Your task: Here are some records; return them all exactly.

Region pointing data
☆ ☆ ☆ ☆ ☆ ☆ ☆

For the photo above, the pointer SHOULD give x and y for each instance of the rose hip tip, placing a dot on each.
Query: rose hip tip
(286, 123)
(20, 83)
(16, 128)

☆ ☆ ☆ ☆ ☆ ☆ ☆

Response to the exercise:
For the photo above, the pointer SHOULD give x and y for each instance of the rose hip tip, placing a dot on each.
Query: rose hip tip
(286, 123)
(20, 83)
(16, 128)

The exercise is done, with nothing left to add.